EXTRACTED TEXT:

== Segment start ==

Where

 

Scattered across the former Soviet republics of Ukraine, Moldova, Armenia and numerous other countries like i.e. Slovakia, Poland, Macedonia and Rumania lays around 300.000 tonnes of obsolete pesticides and other highly dangerous and even deadly chemicals.

A dumpsite in Ukraine, 2013
A dumpsite in Ukraine, 2013

They are the sins of the past.

According to the “Stockholm convention” from 2004, the chemicals are amongst what is known as “The Dirty Dozen” and it contains some of the most toxic and hazardous substances the world has ever seen.

Many of the dumpsites are totally unprotected – anyone can literally walk straight in and take what they like. Some of the chemicals, (i.e. HCB, DDT, Lindane and Aldrin), can therefore easily be used by terrorists and/or other criminals for – in what is described as “dirty bombs”.

A few buckets can easily destroy the drinking water for hundreds of thousands of citizens in the former Soviet republics. And the toxic waste is a ticking time bomb when it comes to the quality of many European rivers and marine areas like the Baltic Sea, The Black Sea etc.

But hardly anyone – or only a few – is actually doing something about the problem that threatens the life quality for human beings and the surrounding environment.

The FAO/UNEP have, however recently initiated a tender for cleaning up some of the worst places, but it is – sadly enough – far from solving the problem.

One obstacle is to identify who dumped the waste and what it actually contains.

The other is to raise the money to clean it up. Some of the companies who are able to remove and ensure that the obsolete pesticide will be destroyed in a safe way are aimed to start their work in 2015. With a small budget from the UN and EU it will – to be positive – be a start.

But more realistic it’s best described as “a drop in the ocean”. Much more needs to be done.

Billion of Euro’s

In Western Europe, we have been hit by scandals and incidents where these dangerous pesticides – known as the “Dirty Dozen” – have entered the food chain. It happened in Germany in 2001 were all food export was blocked. Later Germany determined the cost of 500 million Euro due to cleaning up the mess and the estimated costs of the export ban.. And that’s the price for a single location – and there are 10,000 others.

The solution to this problem is not so difficult or expensive. It costs around one billion Euro. The cost is app. 3.000 euro per tons. And the problems must be solved by the EU. We have the technology, and we have money. If we wait, it becomes much more expensive …. Worst case scenario is 10,000 x 500 million Euro.

== Segment end ==

Dataset records:
== Segment start ==

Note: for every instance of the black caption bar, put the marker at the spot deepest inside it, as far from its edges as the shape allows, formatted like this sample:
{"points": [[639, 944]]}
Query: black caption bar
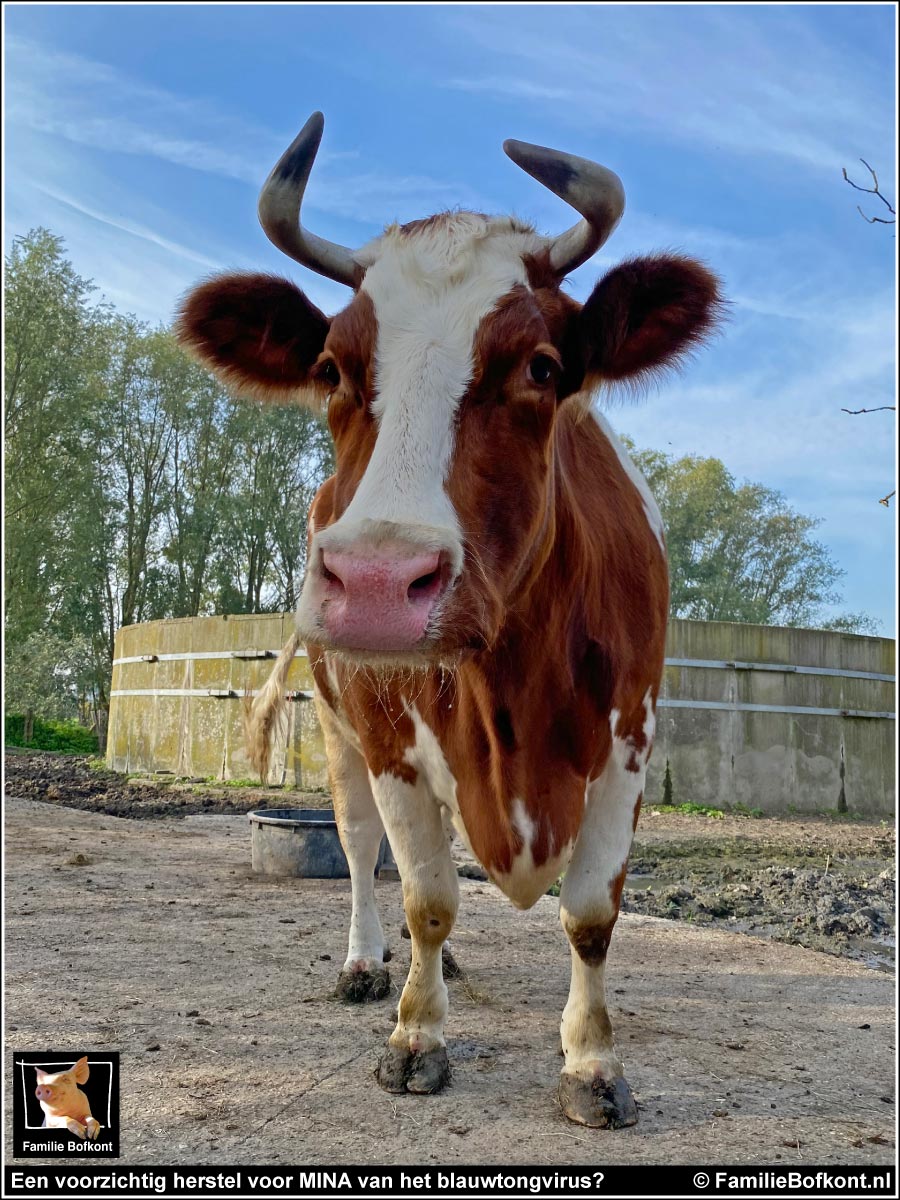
{"points": [[112, 1180]]}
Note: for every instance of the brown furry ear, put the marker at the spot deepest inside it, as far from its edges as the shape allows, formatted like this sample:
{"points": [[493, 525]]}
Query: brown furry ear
{"points": [[257, 333], [646, 315]]}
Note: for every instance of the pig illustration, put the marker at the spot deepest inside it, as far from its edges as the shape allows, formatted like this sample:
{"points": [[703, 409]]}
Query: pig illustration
{"points": [[65, 1105]]}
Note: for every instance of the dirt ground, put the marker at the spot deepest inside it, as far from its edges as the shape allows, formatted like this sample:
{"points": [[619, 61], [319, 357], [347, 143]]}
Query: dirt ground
{"points": [[153, 937], [822, 883]]}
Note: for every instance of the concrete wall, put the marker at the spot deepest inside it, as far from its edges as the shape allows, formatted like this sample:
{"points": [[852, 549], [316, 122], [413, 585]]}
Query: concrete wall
{"points": [[753, 715]]}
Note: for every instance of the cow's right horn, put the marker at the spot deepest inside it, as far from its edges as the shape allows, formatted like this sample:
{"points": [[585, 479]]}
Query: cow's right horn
{"points": [[592, 190], [280, 210]]}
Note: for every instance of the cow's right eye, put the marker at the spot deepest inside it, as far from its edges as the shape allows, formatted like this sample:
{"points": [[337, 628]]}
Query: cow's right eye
{"points": [[330, 375]]}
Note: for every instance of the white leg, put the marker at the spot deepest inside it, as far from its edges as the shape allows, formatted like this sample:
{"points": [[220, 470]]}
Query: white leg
{"points": [[415, 1059], [593, 1090], [364, 976]]}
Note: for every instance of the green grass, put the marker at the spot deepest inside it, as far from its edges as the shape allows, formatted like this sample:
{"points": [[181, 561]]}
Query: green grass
{"points": [[63, 737], [690, 809]]}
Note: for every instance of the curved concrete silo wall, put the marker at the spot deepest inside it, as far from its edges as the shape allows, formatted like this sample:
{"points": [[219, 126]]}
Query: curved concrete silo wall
{"points": [[773, 719]]}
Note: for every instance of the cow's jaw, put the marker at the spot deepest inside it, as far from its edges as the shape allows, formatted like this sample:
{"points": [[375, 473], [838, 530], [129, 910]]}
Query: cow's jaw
{"points": [[381, 577]]}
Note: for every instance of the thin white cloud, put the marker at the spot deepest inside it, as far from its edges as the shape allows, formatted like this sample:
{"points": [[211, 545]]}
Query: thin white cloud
{"points": [[130, 227]]}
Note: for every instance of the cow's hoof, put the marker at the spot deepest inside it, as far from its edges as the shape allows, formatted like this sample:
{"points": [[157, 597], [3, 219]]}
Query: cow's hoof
{"points": [[406, 1071], [359, 987], [604, 1104]]}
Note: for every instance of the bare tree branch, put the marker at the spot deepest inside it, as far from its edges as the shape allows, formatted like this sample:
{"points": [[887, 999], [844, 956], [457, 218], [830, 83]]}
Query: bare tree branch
{"points": [[871, 191]]}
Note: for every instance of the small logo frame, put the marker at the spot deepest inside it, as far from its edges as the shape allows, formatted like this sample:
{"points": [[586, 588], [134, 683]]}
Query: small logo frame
{"points": [[65, 1104]]}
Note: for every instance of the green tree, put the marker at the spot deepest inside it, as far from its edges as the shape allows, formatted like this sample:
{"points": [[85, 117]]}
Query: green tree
{"points": [[137, 487], [739, 551]]}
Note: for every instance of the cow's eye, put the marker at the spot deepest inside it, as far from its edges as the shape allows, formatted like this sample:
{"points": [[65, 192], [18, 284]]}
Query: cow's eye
{"points": [[330, 375], [541, 369]]}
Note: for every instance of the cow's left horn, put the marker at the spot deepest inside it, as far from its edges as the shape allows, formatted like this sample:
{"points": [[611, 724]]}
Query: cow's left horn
{"points": [[280, 210], [592, 190]]}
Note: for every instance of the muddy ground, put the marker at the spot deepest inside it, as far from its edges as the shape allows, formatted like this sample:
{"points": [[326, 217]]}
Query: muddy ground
{"points": [[154, 939], [822, 883]]}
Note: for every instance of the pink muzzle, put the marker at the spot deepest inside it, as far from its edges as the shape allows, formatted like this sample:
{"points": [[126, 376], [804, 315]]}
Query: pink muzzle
{"points": [[382, 599]]}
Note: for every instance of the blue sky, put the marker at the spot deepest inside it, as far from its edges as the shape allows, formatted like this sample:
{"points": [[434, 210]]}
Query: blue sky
{"points": [[142, 136]]}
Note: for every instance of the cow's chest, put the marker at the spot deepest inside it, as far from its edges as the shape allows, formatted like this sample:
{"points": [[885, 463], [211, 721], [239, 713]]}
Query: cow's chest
{"points": [[517, 823]]}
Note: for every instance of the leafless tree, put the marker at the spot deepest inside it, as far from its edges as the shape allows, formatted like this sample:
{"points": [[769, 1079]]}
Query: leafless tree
{"points": [[875, 190]]}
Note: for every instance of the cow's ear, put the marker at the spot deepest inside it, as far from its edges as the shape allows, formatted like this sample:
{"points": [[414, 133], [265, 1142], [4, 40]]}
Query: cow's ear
{"points": [[258, 333], [646, 315]]}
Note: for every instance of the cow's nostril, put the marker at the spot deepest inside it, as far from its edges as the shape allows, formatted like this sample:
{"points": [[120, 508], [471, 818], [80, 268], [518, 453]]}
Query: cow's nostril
{"points": [[425, 585]]}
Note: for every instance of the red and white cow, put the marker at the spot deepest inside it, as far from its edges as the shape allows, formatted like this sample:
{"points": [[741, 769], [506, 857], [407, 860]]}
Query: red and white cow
{"points": [[486, 594]]}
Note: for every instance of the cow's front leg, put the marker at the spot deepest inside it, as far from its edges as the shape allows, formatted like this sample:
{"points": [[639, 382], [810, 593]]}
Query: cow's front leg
{"points": [[593, 1089], [415, 1059], [364, 976]]}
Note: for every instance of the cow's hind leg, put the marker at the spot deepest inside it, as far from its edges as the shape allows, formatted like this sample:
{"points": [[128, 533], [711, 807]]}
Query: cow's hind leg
{"points": [[592, 1089], [415, 1059], [364, 976]]}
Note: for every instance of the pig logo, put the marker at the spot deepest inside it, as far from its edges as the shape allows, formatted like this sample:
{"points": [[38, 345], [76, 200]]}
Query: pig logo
{"points": [[65, 1105]]}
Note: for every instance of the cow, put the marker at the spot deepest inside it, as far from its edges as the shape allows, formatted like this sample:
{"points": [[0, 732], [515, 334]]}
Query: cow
{"points": [[486, 592]]}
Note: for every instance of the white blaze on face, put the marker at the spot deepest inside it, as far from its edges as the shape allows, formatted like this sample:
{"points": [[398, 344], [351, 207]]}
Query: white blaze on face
{"points": [[431, 289]]}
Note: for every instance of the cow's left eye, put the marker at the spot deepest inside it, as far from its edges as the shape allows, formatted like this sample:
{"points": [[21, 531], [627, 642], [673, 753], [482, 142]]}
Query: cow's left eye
{"points": [[540, 370]]}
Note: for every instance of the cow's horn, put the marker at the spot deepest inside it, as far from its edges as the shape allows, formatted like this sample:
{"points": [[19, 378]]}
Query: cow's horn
{"points": [[592, 190], [280, 210]]}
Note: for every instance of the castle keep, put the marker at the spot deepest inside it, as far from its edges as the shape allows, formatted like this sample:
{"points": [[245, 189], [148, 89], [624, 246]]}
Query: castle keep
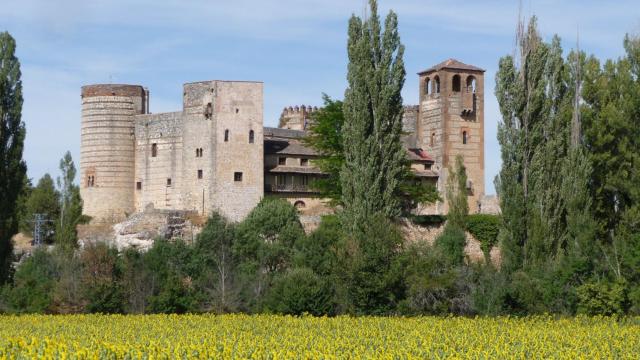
{"points": [[216, 155]]}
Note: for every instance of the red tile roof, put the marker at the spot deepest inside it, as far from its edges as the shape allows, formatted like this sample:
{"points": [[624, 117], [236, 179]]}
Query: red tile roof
{"points": [[419, 155], [451, 64]]}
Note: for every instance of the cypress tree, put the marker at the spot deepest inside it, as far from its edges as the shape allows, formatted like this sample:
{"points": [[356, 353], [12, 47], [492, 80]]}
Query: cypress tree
{"points": [[12, 132], [457, 194], [374, 157], [70, 205]]}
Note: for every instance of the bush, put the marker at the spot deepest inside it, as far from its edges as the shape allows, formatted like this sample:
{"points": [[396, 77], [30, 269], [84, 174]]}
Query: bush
{"points": [[169, 266], [428, 220], [429, 282], [602, 298], [33, 284], [372, 276], [318, 250], [484, 228], [100, 279], [300, 291], [451, 244]]}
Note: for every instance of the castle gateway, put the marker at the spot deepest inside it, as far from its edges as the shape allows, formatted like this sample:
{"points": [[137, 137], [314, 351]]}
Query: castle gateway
{"points": [[216, 155]]}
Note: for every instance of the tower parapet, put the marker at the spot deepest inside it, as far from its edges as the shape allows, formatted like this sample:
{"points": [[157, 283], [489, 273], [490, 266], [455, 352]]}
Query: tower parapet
{"points": [[107, 148], [451, 122], [296, 117]]}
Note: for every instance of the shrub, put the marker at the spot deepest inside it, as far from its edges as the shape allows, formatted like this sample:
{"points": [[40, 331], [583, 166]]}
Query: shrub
{"points": [[300, 291], [318, 250], [33, 284], [451, 243], [485, 228], [602, 298]]}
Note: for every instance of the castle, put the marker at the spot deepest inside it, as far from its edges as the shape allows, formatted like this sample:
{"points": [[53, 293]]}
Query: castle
{"points": [[216, 155]]}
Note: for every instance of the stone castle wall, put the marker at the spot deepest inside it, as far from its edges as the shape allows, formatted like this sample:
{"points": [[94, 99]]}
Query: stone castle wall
{"points": [[152, 172], [107, 149], [445, 117], [186, 160]]}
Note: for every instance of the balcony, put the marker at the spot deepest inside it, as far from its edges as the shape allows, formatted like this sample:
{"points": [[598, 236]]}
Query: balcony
{"points": [[288, 188]]}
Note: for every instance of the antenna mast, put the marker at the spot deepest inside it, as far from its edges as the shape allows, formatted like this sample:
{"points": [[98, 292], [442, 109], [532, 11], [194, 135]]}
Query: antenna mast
{"points": [[576, 121]]}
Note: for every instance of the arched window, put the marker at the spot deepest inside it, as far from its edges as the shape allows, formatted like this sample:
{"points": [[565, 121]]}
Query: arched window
{"points": [[455, 83], [471, 84], [208, 111]]}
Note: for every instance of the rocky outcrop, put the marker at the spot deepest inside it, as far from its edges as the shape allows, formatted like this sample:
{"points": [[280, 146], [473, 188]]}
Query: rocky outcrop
{"points": [[414, 233], [140, 230]]}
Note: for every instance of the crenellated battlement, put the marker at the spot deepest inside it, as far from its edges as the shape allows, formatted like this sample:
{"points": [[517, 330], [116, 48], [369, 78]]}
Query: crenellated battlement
{"points": [[291, 110], [296, 117]]}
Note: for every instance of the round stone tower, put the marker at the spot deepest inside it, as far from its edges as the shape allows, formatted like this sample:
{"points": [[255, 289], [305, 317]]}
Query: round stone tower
{"points": [[107, 149]]}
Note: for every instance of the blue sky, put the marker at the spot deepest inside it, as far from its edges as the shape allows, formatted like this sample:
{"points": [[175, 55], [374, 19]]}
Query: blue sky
{"points": [[297, 48]]}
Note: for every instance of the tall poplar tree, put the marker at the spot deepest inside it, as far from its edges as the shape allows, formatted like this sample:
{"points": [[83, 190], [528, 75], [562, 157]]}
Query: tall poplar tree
{"points": [[374, 157], [70, 205], [12, 132]]}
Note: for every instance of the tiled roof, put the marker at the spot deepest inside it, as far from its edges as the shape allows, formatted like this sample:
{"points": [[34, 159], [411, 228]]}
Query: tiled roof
{"points": [[287, 147], [296, 170], [282, 133], [451, 64], [425, 173], [418, 155]]}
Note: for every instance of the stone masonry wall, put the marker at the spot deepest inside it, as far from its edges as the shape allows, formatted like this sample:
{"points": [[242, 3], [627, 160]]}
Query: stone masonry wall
{"points": [[152, 173], [107, 154]]}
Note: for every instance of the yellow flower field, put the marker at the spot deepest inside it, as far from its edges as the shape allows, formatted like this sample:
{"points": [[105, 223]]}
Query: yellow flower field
{"points": [[277, 337]]}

== Segment end ==

PROBLEM A:
Answer these questions from the text on obsolete pesticides:
(i) About how many tonnes of obsolete pesticides and other dangerous chemicals lie scattered across the countries named at the start?
(ii) In what year are some of the clean-up companies aimed to start their work?
(iii) What is the stated cost per ton of solving the problem?
PROBLEM B:
Write the next part of the text on obsolete pesticides, picking up after its last sentence.

FINAL ANSWER A:
(i) Around 300.000 tonnes.
(ii) 2015.
(iii) About 3.000 euro per ton.

FINAL ANSWER B:
The dirty bomb

A small amount of this highly concentrate chemicals is enough to kill all the citizen of a city with the size of Copenhagen or Oslo. That’s why we – more than 20 years ago – solved the problem in Western Europe. In future years the pesticides will hit the ground water. It already has huge effects on the environmental and the food chain. This is a part of Europe that we don’t want to know about, it is a forgotten story and it affects millions of citizen in Eastern Europe.

However, Western Europe will learn more about it; like it or not.

John Vijgen has been working with the problem for more than 20 years, both as an Engineer – working for a Dutch company which destroyed the obsolete pesticides in Holland and West Germany, but stopped working on the issue as there was no money for that kind of work in Eastern Europe.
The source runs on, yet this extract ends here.